**Task objective:**
At the line containing "Find: metal pole", begin retyping, and continue word for word until the records below run out.

**Dataset entries:**

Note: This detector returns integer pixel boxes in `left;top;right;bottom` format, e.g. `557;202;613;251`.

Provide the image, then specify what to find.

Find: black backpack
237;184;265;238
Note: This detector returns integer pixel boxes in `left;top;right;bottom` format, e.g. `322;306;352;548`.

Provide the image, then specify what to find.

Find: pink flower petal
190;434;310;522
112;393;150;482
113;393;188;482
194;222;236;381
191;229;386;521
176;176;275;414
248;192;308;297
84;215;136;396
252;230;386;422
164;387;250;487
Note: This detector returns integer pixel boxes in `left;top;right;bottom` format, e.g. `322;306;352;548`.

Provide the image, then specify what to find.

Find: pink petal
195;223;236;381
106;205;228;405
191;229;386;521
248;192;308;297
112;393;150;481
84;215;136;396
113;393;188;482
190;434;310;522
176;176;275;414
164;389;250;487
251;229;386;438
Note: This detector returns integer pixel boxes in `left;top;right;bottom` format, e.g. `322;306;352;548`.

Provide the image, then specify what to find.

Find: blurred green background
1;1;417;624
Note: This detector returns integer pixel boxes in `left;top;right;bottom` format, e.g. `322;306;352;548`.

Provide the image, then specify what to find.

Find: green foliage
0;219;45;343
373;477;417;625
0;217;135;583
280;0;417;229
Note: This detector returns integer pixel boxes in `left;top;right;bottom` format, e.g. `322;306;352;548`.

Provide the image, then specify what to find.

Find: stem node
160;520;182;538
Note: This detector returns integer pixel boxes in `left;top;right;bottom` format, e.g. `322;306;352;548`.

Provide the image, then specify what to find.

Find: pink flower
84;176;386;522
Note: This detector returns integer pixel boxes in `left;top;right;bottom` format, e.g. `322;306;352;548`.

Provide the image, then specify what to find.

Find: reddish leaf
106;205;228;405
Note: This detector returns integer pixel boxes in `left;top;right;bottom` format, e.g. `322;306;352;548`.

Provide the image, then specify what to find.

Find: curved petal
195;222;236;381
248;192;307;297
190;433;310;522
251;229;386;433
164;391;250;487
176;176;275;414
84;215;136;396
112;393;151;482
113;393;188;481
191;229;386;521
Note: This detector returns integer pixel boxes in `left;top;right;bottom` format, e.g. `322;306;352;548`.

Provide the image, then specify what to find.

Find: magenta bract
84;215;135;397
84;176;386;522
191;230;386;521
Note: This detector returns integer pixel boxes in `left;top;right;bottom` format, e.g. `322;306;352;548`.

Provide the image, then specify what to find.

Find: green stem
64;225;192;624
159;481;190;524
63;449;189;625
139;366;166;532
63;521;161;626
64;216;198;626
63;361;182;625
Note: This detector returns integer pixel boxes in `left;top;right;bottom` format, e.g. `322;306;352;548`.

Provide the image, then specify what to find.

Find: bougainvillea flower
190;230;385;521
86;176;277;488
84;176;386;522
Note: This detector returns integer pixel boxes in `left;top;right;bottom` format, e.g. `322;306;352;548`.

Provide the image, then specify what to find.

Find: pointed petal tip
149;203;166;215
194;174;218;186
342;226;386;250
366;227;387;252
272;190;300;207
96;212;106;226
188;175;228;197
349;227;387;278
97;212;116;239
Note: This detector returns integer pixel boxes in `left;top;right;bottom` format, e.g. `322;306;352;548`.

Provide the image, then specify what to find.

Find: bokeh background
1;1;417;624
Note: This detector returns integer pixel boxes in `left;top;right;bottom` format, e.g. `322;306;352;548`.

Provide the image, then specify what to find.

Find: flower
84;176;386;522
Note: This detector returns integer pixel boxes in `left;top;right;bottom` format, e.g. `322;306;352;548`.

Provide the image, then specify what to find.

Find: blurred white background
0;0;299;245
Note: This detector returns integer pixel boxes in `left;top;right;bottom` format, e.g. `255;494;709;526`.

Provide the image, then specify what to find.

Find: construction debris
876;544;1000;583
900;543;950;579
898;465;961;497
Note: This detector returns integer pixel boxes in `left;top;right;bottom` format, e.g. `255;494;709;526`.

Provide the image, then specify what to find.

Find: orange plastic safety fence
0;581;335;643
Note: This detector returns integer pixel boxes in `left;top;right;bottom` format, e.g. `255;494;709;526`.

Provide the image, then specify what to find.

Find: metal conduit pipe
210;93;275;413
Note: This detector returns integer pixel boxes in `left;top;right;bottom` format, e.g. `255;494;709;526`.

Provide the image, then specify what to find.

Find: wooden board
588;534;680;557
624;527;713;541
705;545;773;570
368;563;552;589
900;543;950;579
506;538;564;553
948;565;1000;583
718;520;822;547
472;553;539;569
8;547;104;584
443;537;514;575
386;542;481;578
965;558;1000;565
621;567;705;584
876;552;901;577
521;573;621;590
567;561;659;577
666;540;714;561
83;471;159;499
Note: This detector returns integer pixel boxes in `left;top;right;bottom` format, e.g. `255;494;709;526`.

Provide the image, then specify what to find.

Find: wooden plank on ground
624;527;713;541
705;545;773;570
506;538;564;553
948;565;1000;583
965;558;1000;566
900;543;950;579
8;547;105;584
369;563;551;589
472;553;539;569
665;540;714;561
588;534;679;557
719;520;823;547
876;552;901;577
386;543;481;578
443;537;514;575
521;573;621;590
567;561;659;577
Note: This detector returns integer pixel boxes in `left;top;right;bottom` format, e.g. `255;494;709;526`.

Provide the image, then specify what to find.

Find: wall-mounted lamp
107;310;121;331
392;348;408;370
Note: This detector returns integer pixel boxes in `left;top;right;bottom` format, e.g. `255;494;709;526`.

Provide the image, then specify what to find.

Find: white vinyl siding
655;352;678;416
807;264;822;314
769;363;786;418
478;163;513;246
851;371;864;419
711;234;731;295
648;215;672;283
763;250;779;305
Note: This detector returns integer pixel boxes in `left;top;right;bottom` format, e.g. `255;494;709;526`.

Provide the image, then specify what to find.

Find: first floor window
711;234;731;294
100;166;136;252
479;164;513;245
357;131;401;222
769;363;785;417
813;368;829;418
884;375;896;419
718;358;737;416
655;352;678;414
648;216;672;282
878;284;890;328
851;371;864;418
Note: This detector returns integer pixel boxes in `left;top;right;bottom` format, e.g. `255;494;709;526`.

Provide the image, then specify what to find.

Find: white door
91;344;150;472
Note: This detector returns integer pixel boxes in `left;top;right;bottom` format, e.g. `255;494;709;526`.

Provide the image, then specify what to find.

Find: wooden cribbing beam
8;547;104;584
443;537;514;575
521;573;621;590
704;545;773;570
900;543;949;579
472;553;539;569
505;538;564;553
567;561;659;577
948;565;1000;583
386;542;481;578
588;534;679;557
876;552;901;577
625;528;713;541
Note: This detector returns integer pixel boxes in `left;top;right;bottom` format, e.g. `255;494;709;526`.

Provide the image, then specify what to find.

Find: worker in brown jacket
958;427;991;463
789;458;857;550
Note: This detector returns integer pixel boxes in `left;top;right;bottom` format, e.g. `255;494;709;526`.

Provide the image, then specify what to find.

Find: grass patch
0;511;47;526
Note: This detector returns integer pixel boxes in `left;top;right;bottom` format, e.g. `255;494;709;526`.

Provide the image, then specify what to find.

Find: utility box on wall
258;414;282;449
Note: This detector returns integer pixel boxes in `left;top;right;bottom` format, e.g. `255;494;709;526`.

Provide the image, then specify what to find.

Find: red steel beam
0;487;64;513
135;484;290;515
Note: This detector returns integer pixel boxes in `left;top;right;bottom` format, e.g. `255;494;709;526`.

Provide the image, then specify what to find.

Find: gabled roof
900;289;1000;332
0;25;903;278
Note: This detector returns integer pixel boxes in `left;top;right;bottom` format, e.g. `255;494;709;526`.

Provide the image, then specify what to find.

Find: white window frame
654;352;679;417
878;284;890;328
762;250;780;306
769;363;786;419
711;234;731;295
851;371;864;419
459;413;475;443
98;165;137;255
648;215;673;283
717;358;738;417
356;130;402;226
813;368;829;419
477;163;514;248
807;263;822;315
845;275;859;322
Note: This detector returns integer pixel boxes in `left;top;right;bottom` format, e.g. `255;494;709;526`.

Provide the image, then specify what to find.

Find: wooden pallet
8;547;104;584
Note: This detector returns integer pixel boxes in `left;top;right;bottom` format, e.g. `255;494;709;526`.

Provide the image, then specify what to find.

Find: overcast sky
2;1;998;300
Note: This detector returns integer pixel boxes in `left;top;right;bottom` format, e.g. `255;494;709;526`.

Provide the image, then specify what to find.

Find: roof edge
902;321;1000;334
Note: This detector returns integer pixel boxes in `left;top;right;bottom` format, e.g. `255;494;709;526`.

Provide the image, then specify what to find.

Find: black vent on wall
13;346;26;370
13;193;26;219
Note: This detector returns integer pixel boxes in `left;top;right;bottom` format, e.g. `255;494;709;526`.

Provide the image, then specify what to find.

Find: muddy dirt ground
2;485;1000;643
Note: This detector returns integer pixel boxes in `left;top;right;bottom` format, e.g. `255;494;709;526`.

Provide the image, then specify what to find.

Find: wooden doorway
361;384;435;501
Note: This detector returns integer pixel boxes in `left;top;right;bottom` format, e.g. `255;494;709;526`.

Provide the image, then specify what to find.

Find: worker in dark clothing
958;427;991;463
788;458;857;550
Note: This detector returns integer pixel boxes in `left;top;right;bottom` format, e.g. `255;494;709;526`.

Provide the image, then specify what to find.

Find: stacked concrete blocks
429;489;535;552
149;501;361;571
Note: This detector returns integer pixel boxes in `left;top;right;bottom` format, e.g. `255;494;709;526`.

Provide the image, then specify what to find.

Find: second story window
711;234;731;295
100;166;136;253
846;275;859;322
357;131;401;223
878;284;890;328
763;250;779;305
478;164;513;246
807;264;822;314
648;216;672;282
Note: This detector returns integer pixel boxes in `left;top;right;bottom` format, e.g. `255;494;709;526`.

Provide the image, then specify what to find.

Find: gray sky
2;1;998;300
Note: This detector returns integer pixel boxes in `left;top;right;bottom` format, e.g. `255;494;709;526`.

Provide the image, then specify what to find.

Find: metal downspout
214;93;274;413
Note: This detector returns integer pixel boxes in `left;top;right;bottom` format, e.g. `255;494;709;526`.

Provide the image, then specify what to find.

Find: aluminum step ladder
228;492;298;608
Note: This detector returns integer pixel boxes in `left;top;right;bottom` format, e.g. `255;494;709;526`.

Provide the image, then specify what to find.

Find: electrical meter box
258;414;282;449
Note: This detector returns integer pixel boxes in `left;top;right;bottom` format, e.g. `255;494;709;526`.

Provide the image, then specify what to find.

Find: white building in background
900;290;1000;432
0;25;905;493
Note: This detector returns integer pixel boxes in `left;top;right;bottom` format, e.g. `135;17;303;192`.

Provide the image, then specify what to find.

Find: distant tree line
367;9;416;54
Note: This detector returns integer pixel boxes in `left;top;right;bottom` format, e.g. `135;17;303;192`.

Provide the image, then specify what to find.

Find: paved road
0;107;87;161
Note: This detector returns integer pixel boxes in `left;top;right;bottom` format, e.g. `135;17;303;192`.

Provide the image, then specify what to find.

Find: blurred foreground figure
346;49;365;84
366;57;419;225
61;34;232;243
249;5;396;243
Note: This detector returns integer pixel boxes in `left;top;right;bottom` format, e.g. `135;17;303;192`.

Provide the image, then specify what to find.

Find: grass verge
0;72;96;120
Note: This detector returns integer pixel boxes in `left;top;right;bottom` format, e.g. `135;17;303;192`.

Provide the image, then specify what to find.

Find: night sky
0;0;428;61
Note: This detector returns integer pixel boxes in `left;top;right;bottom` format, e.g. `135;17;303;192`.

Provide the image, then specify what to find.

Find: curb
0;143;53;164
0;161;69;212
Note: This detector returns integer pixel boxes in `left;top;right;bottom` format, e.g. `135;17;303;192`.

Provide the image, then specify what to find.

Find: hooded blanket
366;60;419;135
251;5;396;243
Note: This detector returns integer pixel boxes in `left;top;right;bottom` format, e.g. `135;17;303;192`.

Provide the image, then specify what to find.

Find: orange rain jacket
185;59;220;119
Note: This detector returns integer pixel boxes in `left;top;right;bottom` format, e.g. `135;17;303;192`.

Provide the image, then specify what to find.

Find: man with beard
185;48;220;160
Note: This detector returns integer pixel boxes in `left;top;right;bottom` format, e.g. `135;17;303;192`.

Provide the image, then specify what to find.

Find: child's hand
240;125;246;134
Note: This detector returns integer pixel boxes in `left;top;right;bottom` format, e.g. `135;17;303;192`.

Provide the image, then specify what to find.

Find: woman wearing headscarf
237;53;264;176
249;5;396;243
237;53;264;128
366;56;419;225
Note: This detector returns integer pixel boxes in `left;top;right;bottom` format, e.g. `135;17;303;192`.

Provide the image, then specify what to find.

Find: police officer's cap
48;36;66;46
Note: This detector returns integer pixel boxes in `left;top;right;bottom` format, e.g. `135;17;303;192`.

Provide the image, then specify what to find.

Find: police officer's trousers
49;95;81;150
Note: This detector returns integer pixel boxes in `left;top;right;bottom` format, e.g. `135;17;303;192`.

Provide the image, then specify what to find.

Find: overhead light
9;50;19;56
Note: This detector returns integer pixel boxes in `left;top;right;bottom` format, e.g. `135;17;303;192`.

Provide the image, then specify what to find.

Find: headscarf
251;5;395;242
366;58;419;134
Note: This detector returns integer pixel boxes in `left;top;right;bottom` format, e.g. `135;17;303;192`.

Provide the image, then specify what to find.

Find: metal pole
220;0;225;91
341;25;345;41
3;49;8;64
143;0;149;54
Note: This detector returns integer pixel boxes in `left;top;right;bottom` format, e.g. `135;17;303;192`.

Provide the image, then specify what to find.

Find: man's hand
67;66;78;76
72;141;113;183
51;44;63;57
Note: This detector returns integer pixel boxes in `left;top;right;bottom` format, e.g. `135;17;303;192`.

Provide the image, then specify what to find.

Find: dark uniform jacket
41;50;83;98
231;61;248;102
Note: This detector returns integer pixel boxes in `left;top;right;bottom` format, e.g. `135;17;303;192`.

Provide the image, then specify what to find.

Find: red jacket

**Answer space:**
Find: metal pole
220;0;225;91
341;25;345;41
3;49;8;64
143;0;149;54
Note: This detector returns integer pixel boxes in `left;top;right;bottom` format, e.g. `135;17;303;192`.

Provide the image, then specify what to find.

Find: man's hand
67;66;78;76
72;141;113;183
51;44;63;57
Note: This detector returns integer pixel boxes in `left;top;right;bottom` format, e.g. `135;17;303;192`.

Provide the image, then specify what to find.

Find: dark uniform jacket
41;50;83;98
231;61;248;102
Note: This detector returns integer pixel boxes in `left;top;right;bottom` format, e.g. `135;17;303;192`.

Provide the image, then specify what to find.

Find: red jacket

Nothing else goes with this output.